━━━━━ Excerpt provided ━━━━━

Subvolumes correspond in many ways to partitions, as every
subvolume looks like its own filesystem. With subvolume quota, it
is now possible to restrict each subvolume like a partition, but
keep the flexibility of quota. The space for each subvolume can
be expanded or restricted on the fly.
As subvolumes are the basis for snapshots, interesting questions
arise as to how to account used space in the presence of
snapshots. If you have a file shared between a subvolume and a
snapshot, whom to account the file to? The creator? Both? What if
the file gets modified in the snapshot, should only these changes
be accounted to it? But wait, both the snapshot and the subvolume
belong to the same user home. I just want to limit the total
space used by both! But somebody else might not want to charge
the snapshots to the users.
Btrfs subvolume quota solves these problems by introducing groups
of subvolumes and let the user put limits on them. It is even
possible to have groups of groups. In the following, we refer to
them as qgroups.
Each qgroup primarily tracks two numbers, the amount of total
referenced space and the amount of exclusively referenced space.
referenced
space is the amount of data that can be reached from any of
the subvolumes contained in the qgroup, while
exclusive
is the amount of data where all references to this data can
be reached from within this qgroup.
SUBVOLUME QUOTA GROUPS
The basic notion of the Subvolume Quota feature is the quota
group, short qgroup. Qgroups are notated as level/id, eg. the
qgroup 3/2 is a qgroup of level 3. For level 0, the leading 0/
can be omitted. Qgroups of level 0 get created automatically when
a subvolume/snapshot gets created. The ID of the qgroup
corresponds to the ID of the subvolume, so 0/5 is the qgroup for
the root subvolume. For the btrfs qgroup
command, the path to the
subvolume can also be used instead of 0/ID. For all higher
levels, the ID can be chosen freely.
Each qgroup can contain a set of lower level qgroups, thus
creating a hierarchy of qgroups. Figure 1 shows an example qgroup
tree.

━━━━━

**What is required**
In the excerpt on Btrfs subvolume quota, which qgroup is the one for the root subvolume? The records play no part in this exercise.

━━━━━ Extracted entries ━━━━━

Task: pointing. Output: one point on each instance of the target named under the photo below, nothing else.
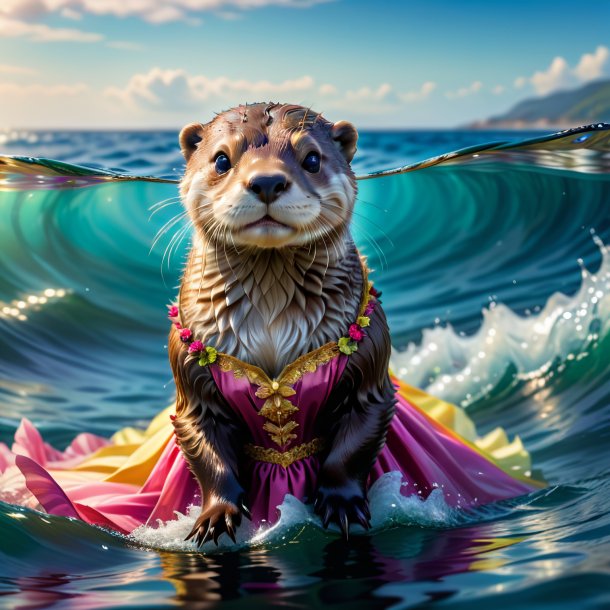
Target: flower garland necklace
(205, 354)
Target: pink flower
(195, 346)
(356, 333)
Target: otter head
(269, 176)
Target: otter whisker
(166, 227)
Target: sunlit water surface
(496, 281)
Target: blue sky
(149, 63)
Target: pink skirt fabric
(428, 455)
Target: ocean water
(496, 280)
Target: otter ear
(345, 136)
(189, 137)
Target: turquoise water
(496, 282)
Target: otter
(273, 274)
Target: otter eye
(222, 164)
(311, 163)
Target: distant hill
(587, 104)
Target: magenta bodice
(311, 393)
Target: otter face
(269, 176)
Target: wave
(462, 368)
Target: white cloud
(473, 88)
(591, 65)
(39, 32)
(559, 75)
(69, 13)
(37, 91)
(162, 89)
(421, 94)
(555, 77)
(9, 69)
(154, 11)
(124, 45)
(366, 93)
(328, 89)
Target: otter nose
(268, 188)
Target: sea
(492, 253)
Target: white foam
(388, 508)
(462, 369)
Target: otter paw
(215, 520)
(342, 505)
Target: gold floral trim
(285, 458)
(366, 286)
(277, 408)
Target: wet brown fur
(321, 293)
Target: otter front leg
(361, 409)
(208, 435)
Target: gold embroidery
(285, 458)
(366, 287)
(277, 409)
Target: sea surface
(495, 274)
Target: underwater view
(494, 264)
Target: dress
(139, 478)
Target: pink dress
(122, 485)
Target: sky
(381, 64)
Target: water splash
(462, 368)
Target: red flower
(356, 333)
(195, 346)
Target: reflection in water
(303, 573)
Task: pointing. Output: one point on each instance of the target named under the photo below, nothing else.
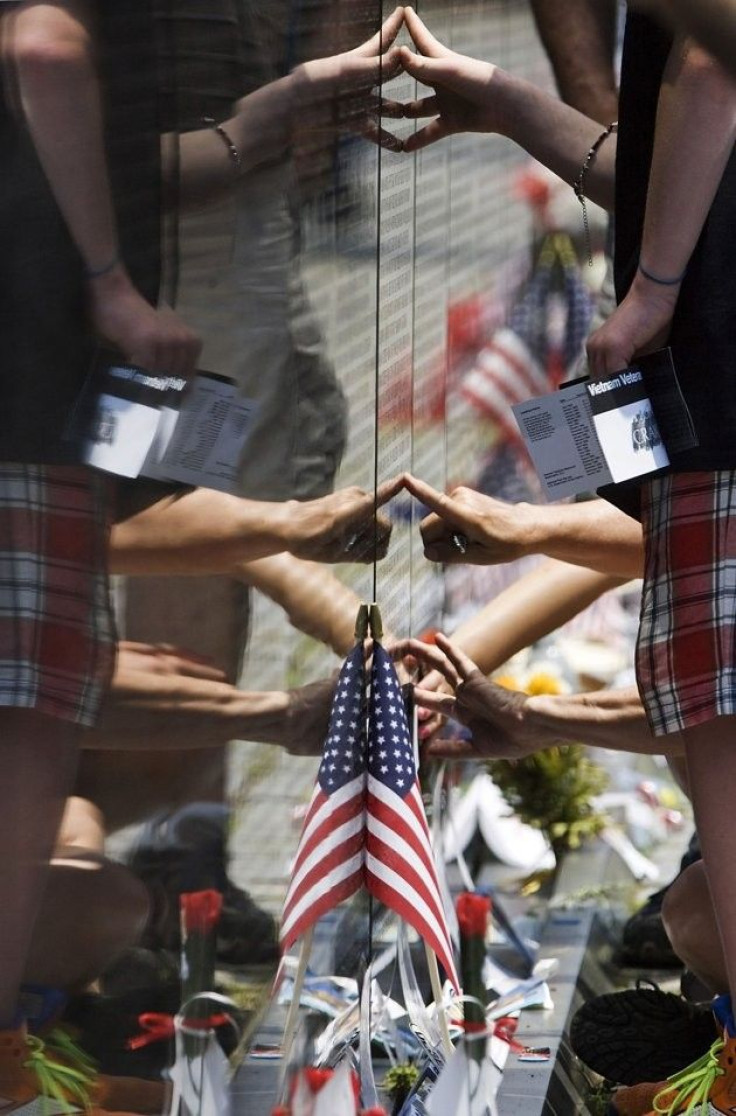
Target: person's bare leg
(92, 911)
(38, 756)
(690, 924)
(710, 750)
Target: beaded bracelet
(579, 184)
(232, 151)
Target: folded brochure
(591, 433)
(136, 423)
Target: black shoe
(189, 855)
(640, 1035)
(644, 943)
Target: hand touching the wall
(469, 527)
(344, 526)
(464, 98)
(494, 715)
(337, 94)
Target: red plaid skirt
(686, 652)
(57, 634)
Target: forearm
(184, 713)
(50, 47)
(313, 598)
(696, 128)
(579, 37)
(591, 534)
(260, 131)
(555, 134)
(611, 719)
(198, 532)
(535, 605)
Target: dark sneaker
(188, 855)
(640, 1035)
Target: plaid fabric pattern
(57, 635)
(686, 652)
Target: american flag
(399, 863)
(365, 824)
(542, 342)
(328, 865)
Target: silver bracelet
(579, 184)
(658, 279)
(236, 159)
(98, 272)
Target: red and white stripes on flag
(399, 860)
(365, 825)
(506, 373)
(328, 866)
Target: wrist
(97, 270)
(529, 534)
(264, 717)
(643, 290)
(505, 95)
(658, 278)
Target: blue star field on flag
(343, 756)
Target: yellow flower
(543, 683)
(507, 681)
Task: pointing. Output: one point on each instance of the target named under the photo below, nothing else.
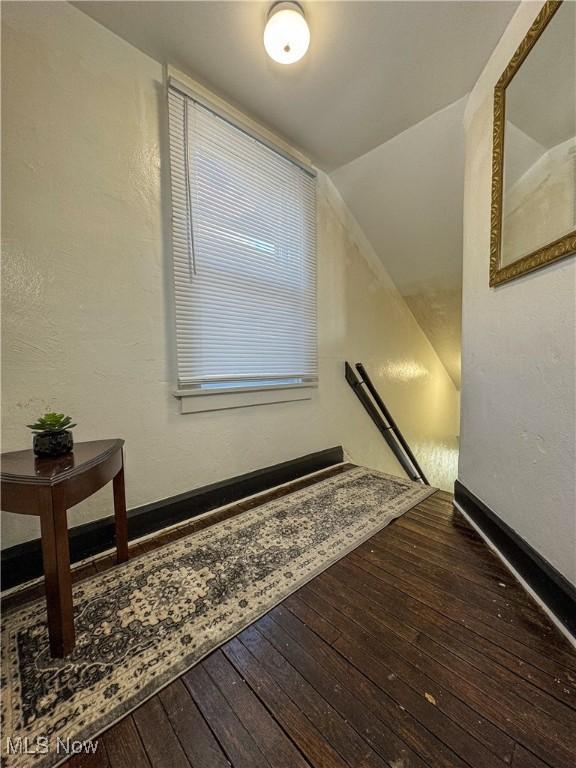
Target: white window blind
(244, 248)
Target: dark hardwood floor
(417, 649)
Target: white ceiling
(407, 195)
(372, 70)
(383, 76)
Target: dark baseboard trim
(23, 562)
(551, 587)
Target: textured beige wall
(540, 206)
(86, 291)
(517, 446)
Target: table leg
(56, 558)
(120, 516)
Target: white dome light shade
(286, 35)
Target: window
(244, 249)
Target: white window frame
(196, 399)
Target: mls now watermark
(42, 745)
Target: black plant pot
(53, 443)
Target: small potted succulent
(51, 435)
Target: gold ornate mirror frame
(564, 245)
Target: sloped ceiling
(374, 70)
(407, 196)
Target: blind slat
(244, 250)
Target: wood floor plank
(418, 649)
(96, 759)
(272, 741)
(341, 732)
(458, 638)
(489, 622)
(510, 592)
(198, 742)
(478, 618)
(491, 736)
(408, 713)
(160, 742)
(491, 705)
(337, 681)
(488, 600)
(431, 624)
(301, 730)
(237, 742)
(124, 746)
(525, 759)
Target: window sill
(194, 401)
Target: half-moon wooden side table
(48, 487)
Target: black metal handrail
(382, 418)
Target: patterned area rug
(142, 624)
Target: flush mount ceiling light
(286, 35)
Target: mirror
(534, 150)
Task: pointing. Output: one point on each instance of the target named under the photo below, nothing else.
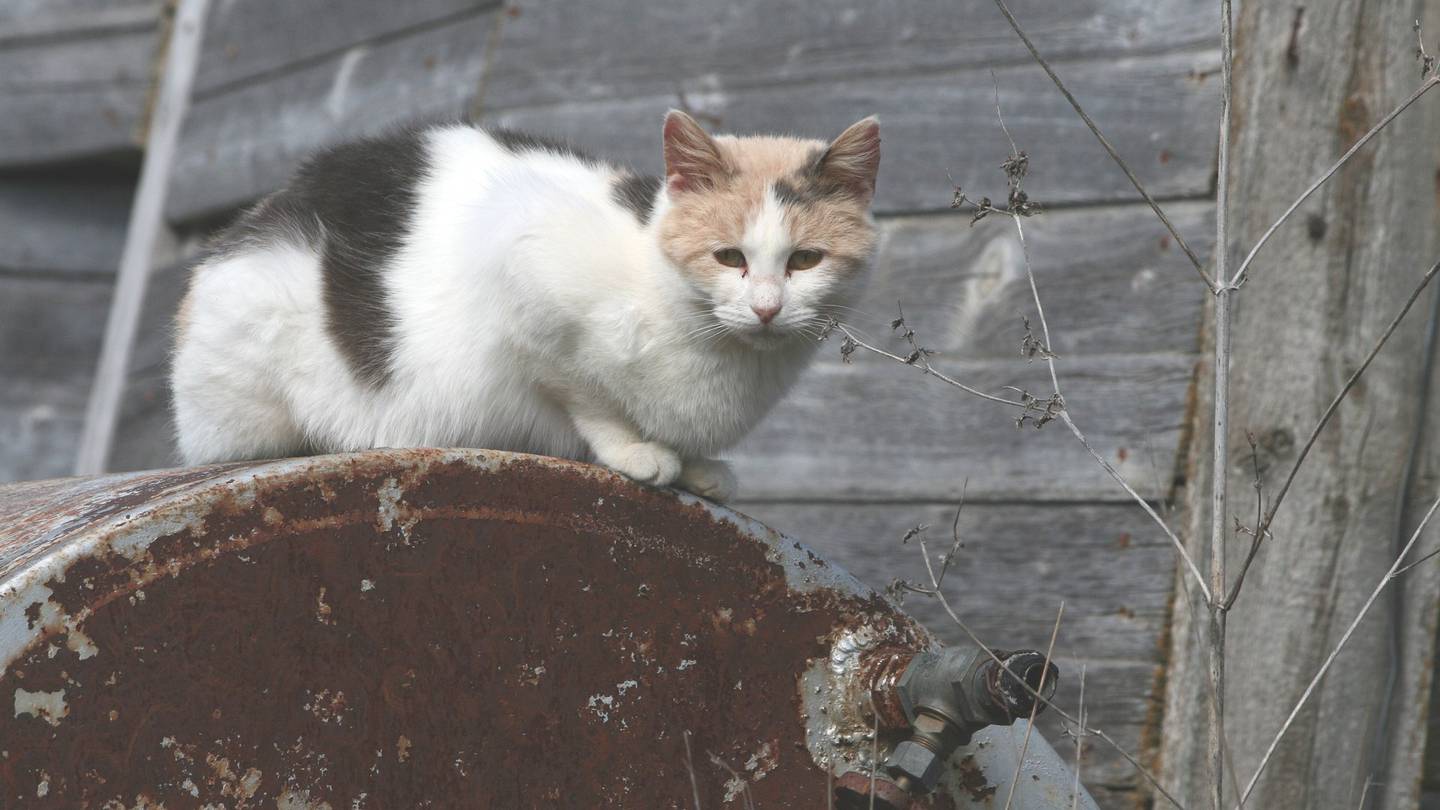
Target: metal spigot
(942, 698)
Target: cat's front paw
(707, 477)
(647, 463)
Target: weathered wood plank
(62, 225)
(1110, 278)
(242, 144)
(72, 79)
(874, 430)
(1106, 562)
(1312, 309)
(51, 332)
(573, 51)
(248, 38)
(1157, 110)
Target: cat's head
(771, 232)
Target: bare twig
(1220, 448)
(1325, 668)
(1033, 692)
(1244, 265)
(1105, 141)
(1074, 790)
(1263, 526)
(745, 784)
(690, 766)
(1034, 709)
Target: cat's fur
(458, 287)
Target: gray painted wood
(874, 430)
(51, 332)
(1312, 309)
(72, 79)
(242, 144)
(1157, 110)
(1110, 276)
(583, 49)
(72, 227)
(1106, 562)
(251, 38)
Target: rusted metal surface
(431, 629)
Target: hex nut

━━━━━

**Exercise response**
0/5